-- Begin Raw data --

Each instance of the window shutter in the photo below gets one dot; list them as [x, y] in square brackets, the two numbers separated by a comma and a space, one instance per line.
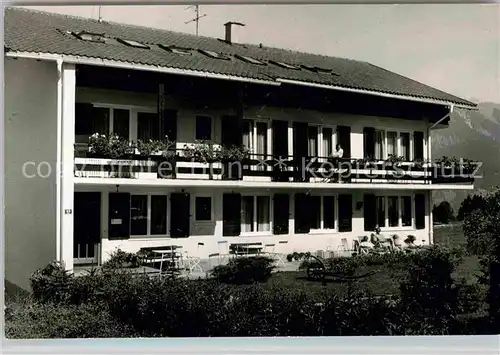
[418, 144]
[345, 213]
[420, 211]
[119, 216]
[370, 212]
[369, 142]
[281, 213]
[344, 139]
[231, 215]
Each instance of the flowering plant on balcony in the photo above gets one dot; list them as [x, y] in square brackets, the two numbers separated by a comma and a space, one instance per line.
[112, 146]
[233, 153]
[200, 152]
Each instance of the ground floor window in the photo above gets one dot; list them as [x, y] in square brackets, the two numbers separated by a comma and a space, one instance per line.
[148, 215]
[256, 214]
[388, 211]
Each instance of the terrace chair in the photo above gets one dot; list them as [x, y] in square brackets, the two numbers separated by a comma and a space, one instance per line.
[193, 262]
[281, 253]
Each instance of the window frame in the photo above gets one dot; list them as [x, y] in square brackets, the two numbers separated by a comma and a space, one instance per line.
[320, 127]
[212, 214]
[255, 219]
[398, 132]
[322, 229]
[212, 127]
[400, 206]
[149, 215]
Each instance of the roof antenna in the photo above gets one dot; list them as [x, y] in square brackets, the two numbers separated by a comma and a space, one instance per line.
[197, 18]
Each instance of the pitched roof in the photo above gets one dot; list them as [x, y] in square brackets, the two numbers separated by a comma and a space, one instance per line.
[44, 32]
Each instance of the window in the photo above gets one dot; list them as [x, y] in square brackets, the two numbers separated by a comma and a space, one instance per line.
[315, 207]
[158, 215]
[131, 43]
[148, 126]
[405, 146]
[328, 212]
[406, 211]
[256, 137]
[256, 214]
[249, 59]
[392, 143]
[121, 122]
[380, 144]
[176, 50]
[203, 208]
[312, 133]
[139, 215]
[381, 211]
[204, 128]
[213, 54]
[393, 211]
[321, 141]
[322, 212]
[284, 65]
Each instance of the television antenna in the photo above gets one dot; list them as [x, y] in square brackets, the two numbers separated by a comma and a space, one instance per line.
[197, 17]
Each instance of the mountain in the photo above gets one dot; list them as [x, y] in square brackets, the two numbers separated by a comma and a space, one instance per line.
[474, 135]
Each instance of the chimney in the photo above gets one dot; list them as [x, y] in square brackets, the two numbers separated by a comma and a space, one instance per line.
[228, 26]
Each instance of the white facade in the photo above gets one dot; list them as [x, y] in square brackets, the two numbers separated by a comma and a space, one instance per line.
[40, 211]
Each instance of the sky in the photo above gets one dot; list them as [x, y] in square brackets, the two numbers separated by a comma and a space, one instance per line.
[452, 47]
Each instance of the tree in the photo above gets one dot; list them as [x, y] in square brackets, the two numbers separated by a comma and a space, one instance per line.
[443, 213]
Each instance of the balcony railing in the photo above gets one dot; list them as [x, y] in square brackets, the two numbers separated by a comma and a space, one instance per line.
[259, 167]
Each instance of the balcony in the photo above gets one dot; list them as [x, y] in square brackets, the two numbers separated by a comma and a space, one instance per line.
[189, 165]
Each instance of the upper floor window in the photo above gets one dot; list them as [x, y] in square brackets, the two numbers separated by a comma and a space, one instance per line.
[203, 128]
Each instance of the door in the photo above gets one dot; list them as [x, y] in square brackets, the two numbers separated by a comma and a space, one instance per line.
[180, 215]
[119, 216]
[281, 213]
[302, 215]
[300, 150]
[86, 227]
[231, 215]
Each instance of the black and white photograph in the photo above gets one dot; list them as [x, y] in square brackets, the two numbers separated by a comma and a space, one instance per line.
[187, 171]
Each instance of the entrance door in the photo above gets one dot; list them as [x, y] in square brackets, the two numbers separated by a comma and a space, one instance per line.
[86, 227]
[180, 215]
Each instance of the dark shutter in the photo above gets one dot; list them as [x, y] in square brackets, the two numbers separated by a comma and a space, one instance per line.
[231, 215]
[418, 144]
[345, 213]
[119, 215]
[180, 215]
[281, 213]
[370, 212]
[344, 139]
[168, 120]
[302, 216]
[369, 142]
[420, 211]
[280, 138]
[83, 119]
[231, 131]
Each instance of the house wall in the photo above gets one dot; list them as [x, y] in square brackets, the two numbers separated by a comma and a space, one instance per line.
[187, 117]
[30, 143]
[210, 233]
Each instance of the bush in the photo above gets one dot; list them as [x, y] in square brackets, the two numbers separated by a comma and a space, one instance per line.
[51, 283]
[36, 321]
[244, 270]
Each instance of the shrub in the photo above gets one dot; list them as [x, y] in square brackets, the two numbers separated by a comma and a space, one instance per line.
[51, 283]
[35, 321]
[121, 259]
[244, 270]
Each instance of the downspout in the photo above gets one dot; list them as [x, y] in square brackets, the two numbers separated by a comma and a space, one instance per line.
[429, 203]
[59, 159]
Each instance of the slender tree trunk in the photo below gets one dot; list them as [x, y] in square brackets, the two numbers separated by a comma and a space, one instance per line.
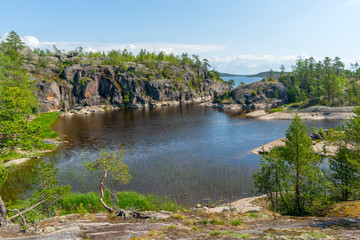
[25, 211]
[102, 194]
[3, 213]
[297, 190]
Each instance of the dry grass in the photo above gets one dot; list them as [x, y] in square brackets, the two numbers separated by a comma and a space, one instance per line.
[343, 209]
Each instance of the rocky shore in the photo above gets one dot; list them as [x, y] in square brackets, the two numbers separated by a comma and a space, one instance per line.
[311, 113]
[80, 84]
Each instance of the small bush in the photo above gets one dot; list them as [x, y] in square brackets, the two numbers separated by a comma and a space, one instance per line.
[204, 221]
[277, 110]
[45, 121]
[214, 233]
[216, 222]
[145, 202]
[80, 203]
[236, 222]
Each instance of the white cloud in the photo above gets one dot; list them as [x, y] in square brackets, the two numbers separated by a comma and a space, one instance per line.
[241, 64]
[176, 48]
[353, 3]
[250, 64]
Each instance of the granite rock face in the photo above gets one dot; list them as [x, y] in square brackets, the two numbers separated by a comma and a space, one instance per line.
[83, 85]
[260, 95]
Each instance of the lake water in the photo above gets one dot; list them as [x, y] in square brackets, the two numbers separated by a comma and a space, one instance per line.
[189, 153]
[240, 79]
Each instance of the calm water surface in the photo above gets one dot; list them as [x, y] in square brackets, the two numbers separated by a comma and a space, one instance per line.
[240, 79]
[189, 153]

-- End Raw data --

Extract only the lines from the line containing "Each instance of the bush" through the final line of the listing above, unchanged; pictures stay out of the copy.

**Answer below**
Each instance of the bush in the photo above gets one dot; list them as [x, y] in square brackets, the two numbers separated by a comma and a space, one instance per line.
[51, 283]
[36, 321]
[244, 270]
Each instance of the shrub in the photo above gets one dot; list them as [x, y] in square brackets, the two numbers separated by a comma and a space, one instance per line.
[51, 283]
[35, 321]
[121, 259]
[244, 270]
Each instance of the downspout in the photo above gets one dot; list them as [x, y] in square brackets, the two numbers separated by a comma and a space, one instance per line.
[429, 203]
[59, 159]
Each instance of the slender tree trunk in the photo below gets one dot; list them as [x, y] in square brackets, the two numbers separated by a comma and a space, one instance per line.
[25, 211]
[102, 194]
[3, 213]
[297, 190]
Each instance of the dry grass in the photo above gets one dot; list them as [x, y] in square brackets, the two numbers separated by a comma and a space, one instance per line.
[343, 209]
Each instance of the rocky shore in the photo above gets one dot; list them as [x, y] in square brackets, the two numbers separated by a comma and a space, one instance per line.
[311, 113]
[80, 84]
Each instance of the small bush in the photo above gets one dot; list them as [x, y] in square brackets, the two numbers separated by a comma and a space, one instance per line.
[204, 221]
[277, 110]
[45, 121]
[214, 233]
[216, 222]
[145, 202]
[80, 203]
[236, 222]
Each instance of the white cloud in the photo above gets one dot; list them as [x, y] in square brackets, the two numbers separated by a comma and a space, one instance per line.
[241, 64]
[176, 48]
[353, 3]
[250, 64]
Each instance of the granite rock face in the photo above gets one dot; list them as [x, y] in square brackets, the two numbers separated by a comma and a space, one instance per line.
[83, 85]
[260, 95]
Each instance of the lake water in the photo above gets one dot; list them as [x, y] in square brackets, the two numbers separated by a comma and a space, one instance per line.
[189, 153]
[240, 79]
Each instance of the calm water surface in the photo above gets one dot; list them as [x, y] in square brackets, the two numbers separated by a comma and a space, one instance per line.
[240, 79]
[189, 153]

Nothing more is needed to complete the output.